What to produce:
Pull out of the data below the stretch of lines bounded by the one containing "Could you locate every beard" and the one containing "Could you locate every shoulder", both bounds included, unchanged.

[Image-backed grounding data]
-=-=-

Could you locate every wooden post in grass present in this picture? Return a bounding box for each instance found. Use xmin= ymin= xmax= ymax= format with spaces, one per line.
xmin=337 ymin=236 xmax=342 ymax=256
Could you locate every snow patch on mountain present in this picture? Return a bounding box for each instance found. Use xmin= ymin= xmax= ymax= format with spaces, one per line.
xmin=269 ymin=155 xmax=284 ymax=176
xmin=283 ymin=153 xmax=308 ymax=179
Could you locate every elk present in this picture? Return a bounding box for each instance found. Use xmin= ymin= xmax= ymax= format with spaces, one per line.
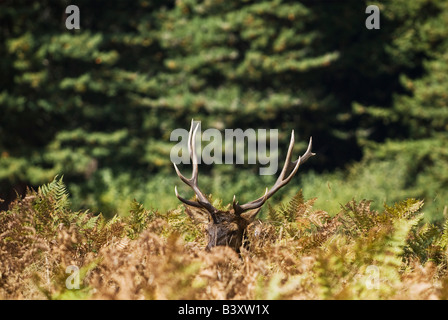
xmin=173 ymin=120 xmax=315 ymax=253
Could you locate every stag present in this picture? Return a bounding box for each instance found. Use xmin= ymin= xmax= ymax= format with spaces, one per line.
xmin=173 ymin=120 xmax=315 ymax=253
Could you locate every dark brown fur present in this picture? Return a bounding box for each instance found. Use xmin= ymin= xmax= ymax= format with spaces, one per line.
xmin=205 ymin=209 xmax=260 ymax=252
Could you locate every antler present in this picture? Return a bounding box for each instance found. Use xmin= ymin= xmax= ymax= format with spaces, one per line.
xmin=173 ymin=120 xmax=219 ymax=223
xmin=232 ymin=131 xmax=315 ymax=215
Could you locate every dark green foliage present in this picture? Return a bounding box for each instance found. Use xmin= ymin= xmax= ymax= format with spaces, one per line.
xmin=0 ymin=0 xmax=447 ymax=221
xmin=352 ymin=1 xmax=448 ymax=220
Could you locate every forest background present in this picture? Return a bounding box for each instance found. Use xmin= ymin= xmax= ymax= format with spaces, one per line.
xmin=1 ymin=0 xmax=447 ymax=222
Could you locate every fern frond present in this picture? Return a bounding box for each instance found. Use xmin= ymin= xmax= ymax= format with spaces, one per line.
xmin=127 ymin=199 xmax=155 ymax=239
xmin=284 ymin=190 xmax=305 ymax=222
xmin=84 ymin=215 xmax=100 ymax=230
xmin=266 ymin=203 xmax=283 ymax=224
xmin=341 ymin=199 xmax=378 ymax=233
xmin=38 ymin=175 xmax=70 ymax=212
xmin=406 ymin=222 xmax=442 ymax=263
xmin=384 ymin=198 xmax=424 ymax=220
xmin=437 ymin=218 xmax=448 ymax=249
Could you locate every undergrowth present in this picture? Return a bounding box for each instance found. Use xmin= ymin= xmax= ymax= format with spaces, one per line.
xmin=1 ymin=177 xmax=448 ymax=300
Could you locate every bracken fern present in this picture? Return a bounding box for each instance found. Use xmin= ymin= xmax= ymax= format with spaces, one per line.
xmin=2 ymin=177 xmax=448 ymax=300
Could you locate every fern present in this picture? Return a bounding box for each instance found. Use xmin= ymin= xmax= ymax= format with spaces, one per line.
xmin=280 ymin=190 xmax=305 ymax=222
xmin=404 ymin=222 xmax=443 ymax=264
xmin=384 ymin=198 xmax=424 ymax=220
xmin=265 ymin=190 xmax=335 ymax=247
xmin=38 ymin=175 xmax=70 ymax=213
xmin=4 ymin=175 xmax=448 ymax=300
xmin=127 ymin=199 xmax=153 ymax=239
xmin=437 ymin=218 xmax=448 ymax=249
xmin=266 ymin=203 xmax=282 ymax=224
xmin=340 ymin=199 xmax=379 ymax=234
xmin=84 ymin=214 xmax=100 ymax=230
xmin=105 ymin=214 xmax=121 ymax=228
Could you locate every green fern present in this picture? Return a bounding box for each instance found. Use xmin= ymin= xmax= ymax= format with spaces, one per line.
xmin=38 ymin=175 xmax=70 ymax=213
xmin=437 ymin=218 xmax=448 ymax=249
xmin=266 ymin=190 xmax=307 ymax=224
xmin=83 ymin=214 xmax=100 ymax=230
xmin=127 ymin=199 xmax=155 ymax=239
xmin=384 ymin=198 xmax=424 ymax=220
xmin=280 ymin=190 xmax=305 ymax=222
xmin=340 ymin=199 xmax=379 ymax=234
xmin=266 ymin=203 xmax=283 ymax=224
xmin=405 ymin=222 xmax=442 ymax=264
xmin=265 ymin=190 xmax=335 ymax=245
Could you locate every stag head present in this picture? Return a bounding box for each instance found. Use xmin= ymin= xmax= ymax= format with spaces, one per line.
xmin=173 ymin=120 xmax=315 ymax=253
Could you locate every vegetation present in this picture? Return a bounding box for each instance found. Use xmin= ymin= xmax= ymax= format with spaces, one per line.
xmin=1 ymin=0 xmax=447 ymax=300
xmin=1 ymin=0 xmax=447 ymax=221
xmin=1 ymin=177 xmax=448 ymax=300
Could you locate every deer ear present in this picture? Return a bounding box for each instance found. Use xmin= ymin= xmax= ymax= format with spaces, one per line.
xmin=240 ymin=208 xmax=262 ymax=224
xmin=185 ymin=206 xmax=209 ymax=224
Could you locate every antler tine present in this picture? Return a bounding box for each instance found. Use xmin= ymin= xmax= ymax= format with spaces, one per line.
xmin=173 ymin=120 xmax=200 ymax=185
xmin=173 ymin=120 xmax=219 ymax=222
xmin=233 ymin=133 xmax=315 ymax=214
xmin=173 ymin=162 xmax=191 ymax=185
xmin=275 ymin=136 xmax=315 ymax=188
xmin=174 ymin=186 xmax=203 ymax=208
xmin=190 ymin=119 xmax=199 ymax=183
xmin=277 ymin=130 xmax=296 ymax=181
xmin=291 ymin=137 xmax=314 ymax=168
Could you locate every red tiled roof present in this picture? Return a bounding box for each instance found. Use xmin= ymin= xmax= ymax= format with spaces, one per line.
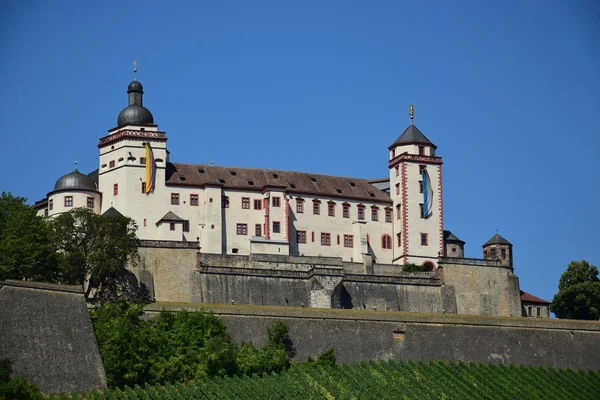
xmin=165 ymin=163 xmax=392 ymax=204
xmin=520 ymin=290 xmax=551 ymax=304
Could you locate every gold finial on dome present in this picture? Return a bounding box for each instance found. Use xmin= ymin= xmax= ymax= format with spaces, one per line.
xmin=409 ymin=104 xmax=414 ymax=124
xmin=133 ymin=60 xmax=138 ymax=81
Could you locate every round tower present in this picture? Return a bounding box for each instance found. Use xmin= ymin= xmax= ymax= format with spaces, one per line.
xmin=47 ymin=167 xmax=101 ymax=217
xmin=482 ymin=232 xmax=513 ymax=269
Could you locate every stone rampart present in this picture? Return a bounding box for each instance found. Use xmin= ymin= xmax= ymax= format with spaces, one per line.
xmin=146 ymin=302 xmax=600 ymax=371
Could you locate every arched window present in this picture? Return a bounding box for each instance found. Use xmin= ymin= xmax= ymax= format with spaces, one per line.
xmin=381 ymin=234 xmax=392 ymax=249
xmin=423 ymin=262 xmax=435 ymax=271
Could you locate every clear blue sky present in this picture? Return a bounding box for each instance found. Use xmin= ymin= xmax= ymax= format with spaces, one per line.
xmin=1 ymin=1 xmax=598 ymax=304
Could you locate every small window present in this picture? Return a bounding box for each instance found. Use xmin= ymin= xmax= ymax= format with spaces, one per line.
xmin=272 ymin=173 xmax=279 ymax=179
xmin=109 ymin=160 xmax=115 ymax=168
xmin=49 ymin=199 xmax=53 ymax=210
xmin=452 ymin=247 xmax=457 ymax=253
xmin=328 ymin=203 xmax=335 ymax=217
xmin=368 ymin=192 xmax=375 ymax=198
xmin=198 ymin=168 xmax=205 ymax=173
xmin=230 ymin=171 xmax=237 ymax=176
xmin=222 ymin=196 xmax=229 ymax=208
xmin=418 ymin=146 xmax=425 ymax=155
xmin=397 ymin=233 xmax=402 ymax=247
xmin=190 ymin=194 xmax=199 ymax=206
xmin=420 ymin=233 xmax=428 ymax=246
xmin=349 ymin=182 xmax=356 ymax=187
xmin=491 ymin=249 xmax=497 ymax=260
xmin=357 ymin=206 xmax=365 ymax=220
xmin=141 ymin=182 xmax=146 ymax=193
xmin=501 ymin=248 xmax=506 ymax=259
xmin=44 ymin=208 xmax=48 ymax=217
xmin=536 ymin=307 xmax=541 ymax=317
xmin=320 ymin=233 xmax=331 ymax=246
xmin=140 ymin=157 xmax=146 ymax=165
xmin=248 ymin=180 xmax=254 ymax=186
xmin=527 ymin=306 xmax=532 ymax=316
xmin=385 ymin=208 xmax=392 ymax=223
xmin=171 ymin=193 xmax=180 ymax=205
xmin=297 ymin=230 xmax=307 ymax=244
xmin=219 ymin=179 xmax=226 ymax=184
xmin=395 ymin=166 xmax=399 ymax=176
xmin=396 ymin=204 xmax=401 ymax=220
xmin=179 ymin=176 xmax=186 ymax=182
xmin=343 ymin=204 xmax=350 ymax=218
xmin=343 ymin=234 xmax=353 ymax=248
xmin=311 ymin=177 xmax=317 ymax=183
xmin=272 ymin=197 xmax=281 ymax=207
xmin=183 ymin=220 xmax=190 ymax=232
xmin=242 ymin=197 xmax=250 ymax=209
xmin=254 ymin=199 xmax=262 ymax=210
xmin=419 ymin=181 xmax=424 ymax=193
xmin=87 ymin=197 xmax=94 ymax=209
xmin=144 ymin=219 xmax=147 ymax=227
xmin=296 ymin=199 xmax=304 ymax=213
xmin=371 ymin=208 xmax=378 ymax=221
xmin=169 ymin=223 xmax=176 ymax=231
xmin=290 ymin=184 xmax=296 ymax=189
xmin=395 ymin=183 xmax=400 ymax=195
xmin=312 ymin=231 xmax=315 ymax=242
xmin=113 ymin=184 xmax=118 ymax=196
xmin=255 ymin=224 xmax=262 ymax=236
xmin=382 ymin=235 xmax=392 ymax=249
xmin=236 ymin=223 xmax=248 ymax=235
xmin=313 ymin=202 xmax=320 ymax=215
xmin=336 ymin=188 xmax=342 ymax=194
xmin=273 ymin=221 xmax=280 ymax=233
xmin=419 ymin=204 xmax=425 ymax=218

-=-=-

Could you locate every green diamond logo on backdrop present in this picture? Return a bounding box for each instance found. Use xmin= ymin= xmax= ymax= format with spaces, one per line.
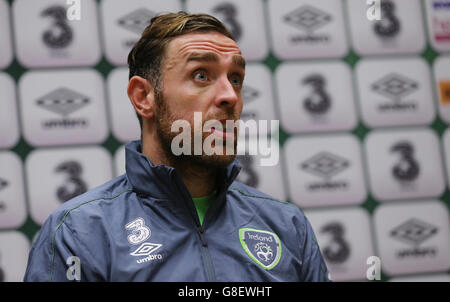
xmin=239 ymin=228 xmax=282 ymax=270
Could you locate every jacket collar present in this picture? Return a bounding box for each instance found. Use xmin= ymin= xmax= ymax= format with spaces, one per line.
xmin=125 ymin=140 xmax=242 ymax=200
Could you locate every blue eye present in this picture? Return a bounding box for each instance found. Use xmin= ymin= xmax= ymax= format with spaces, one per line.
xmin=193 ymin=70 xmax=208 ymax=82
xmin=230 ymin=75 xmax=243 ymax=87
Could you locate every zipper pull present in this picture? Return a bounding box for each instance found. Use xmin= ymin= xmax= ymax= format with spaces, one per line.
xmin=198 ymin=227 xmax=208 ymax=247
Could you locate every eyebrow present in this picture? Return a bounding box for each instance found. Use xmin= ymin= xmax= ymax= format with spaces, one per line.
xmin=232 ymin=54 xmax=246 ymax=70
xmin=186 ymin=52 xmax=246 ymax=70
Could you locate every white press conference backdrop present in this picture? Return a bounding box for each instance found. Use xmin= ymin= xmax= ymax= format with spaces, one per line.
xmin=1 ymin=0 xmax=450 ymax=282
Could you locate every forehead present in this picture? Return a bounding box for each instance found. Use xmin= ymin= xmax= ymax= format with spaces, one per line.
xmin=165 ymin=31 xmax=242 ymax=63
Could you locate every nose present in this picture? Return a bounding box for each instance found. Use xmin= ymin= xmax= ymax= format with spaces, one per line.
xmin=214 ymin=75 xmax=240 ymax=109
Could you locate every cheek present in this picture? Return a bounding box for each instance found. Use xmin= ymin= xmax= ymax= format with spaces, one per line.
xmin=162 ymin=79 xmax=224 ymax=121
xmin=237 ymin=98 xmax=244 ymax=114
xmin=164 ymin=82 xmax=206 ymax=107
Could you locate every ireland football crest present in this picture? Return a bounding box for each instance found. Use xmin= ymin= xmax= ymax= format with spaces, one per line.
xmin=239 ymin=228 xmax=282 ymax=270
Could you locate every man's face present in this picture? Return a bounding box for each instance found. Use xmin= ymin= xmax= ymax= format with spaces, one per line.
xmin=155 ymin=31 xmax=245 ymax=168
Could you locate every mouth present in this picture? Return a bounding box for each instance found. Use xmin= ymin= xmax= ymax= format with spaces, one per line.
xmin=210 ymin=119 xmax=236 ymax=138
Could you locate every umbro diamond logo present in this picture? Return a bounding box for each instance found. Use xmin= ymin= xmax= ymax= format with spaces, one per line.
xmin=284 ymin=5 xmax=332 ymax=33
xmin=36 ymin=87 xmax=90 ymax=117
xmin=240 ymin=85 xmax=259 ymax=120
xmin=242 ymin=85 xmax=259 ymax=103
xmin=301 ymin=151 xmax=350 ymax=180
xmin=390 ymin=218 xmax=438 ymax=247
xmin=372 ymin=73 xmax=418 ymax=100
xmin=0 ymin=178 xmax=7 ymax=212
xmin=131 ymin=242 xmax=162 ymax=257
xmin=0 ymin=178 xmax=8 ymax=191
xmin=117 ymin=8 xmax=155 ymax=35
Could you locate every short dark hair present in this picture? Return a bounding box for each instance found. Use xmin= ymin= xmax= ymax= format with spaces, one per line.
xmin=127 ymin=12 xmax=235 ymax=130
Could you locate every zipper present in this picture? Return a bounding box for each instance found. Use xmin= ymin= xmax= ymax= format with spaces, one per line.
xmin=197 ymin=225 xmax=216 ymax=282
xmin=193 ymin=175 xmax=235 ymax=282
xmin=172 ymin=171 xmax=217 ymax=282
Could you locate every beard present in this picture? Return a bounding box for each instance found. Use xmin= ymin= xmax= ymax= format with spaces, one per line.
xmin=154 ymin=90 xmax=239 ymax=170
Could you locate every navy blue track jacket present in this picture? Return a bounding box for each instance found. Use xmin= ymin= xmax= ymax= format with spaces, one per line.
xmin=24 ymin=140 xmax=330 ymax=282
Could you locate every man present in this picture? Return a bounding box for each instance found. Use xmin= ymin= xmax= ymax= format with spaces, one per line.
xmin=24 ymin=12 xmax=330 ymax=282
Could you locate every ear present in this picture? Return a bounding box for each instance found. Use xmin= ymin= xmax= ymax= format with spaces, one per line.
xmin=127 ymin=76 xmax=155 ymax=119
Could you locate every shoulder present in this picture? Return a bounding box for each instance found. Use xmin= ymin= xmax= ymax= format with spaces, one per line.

-=-=-

Solution to this exercise:
Could you locate every beard present in this picture? Return a bounding box for each instance found. Use xmin= ymin= xmax= ymax= format with spaces, one per line.
xmin=154 ymin=90 xmax=239 ymax=170
Could you locate every navy blue track jacket present in this picture? Return a bounding box for each instance found. Use xmin= ymin= xmax= ymax= format with spaces, one per line.
xmin=24 ymin=140 xmax=330 ymax=282
Could you locate every man present in this picture? Return a bounding box for each instance found. Use xmin= ymin= xmax= ymax= format with spaces, one per line.
xmin=24 ymin=12 xmax=330 ymax=282
Could you locate every ear present in this picture? Return a bounding box for each instance found. Use xmin= ymin= xmax= ymax= format with spaces, one per line.
xmin=127 ymin=76 xmax=155 ymax=119
Could you locate every shoulder present in this picture? Return a bounding box for each instance found. Use xmin= ymin= xmax= ymax= format with spaces, one per line.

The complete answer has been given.